▸ **WHAT THIS TASK INVOLVES**: Count the lines below that contain the string "wooden", treating uppercase and lowercase as different, and reply with only the number.

▸ **ROWS**:
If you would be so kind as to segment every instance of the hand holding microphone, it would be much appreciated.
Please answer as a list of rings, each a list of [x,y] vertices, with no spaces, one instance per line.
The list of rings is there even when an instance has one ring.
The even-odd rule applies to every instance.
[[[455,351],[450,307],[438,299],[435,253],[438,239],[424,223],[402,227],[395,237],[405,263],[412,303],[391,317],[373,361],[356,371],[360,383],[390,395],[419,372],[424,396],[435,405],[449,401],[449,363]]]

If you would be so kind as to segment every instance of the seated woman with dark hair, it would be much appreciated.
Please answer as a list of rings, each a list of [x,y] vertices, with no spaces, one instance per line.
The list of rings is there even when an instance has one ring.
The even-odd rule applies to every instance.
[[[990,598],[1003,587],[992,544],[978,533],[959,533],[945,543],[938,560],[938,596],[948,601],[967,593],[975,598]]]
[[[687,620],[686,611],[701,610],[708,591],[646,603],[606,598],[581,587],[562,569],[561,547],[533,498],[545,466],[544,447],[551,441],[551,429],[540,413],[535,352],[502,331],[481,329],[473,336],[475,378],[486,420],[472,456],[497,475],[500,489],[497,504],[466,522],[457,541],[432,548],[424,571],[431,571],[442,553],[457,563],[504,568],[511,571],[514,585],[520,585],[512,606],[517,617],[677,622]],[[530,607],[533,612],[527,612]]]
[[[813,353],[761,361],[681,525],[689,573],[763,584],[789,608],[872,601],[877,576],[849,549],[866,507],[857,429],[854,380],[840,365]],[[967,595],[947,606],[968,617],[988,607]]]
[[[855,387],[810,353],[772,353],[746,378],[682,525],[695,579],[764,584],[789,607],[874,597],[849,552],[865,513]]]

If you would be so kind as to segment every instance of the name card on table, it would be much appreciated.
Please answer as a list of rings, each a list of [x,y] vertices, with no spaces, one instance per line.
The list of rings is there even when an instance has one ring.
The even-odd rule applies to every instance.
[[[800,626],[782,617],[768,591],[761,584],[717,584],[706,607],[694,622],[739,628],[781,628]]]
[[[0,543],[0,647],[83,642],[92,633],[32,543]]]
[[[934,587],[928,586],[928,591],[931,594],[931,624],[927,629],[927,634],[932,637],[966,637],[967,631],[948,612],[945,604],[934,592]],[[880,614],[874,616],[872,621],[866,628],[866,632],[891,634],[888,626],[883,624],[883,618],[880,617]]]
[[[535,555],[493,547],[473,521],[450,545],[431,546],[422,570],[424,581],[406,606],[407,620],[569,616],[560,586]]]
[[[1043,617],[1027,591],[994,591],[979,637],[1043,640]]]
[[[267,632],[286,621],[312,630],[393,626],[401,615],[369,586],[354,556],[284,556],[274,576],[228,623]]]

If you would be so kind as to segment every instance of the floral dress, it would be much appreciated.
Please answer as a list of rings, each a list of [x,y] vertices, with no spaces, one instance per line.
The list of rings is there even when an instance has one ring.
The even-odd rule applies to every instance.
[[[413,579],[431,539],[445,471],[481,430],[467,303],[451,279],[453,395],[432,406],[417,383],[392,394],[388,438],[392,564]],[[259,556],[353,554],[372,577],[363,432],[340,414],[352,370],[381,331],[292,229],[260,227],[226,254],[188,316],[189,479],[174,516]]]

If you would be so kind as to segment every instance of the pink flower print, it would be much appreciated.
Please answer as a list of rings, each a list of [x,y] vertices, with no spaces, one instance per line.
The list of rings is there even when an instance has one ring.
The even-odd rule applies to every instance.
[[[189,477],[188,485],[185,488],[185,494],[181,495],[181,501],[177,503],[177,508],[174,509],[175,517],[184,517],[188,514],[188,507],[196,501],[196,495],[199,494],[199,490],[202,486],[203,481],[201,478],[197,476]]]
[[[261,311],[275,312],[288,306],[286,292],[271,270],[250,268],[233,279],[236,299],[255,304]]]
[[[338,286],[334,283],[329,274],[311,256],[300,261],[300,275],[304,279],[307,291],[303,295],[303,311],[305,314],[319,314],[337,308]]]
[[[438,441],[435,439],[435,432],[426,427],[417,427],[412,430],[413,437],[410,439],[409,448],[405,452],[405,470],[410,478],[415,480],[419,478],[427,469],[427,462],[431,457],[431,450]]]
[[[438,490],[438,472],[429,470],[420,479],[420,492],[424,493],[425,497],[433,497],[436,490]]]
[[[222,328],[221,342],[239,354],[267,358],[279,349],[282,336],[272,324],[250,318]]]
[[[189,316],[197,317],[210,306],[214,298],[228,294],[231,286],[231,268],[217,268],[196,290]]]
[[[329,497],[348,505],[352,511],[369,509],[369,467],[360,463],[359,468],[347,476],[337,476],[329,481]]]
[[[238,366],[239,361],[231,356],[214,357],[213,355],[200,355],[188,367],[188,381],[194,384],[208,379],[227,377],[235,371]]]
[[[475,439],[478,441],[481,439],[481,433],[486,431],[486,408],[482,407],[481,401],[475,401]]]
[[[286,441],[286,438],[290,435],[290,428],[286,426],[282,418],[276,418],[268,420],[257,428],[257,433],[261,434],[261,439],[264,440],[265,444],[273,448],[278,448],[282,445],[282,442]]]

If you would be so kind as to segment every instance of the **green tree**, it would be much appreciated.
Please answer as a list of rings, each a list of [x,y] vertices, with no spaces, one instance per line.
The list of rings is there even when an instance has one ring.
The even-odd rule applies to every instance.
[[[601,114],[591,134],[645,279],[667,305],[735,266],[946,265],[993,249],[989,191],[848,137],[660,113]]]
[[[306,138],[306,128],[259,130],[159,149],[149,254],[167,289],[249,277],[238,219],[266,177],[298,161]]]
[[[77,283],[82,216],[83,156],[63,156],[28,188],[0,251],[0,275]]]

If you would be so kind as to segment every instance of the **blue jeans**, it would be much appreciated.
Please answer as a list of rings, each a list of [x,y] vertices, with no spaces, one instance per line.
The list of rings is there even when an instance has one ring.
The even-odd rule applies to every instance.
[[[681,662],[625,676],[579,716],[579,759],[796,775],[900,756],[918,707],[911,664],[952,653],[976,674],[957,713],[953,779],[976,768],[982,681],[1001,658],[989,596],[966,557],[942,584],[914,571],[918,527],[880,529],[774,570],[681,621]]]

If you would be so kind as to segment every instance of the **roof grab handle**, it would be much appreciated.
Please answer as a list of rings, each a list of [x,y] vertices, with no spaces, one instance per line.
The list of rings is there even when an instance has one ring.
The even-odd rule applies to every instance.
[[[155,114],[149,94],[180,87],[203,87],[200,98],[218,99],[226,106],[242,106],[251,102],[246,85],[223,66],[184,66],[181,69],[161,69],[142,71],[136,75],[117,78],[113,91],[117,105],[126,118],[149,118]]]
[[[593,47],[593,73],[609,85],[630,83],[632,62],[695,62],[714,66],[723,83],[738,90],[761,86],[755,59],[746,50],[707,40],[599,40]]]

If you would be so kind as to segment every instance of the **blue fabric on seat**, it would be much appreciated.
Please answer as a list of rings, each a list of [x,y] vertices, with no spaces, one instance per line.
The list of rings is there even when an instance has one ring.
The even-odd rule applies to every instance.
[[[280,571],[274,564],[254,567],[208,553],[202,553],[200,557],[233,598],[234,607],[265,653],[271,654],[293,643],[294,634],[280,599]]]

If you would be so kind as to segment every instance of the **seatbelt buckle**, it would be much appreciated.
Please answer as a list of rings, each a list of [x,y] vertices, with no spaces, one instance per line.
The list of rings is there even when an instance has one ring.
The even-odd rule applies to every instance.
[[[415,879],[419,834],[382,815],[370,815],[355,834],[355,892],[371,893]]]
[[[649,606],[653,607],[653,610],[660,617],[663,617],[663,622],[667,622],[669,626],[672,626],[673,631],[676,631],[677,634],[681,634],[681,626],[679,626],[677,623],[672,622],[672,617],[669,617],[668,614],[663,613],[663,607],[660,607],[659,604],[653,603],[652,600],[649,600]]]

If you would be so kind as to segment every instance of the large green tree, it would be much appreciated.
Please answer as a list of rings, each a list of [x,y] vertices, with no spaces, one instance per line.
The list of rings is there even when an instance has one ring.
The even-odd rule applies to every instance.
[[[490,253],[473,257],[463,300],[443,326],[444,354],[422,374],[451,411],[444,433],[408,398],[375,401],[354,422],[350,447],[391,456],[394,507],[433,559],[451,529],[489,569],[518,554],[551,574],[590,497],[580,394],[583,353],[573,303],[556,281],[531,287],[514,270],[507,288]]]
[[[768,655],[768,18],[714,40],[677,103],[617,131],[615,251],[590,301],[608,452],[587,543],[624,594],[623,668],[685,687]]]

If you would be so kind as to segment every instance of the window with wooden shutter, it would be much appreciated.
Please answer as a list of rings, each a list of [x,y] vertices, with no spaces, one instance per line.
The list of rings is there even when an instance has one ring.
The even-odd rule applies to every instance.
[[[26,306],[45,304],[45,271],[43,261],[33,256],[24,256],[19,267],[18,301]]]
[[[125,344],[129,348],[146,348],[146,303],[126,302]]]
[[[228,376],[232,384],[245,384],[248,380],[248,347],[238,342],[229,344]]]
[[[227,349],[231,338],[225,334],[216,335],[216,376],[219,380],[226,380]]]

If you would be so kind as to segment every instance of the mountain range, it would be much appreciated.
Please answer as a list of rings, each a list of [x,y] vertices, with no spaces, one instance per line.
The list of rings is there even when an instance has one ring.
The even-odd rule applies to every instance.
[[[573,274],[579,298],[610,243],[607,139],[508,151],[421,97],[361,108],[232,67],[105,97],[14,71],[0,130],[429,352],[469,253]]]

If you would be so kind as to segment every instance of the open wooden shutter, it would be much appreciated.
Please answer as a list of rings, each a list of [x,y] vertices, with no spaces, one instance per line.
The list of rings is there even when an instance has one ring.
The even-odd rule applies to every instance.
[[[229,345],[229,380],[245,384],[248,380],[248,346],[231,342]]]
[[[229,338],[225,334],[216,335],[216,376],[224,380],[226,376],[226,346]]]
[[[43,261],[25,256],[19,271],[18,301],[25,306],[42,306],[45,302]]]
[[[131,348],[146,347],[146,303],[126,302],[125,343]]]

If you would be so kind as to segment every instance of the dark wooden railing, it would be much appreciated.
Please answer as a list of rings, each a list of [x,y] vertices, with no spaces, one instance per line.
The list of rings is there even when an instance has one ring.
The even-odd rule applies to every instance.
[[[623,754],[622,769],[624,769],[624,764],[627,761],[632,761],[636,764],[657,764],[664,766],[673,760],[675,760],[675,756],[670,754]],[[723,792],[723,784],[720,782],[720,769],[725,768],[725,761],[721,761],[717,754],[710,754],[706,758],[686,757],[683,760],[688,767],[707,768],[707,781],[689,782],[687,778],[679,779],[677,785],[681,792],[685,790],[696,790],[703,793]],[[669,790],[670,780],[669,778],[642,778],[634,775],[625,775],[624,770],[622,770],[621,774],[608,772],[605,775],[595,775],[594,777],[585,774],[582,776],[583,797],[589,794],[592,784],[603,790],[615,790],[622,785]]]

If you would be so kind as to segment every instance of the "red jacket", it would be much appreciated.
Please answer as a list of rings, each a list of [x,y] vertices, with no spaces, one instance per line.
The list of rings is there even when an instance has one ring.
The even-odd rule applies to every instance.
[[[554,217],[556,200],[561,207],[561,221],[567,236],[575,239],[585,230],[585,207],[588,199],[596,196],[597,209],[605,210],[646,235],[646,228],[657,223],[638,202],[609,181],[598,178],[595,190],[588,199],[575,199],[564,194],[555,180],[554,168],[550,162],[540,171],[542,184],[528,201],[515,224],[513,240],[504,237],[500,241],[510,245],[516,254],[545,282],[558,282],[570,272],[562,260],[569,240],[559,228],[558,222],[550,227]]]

▸ **ANSWER FOR THIS EXERCISE**: 3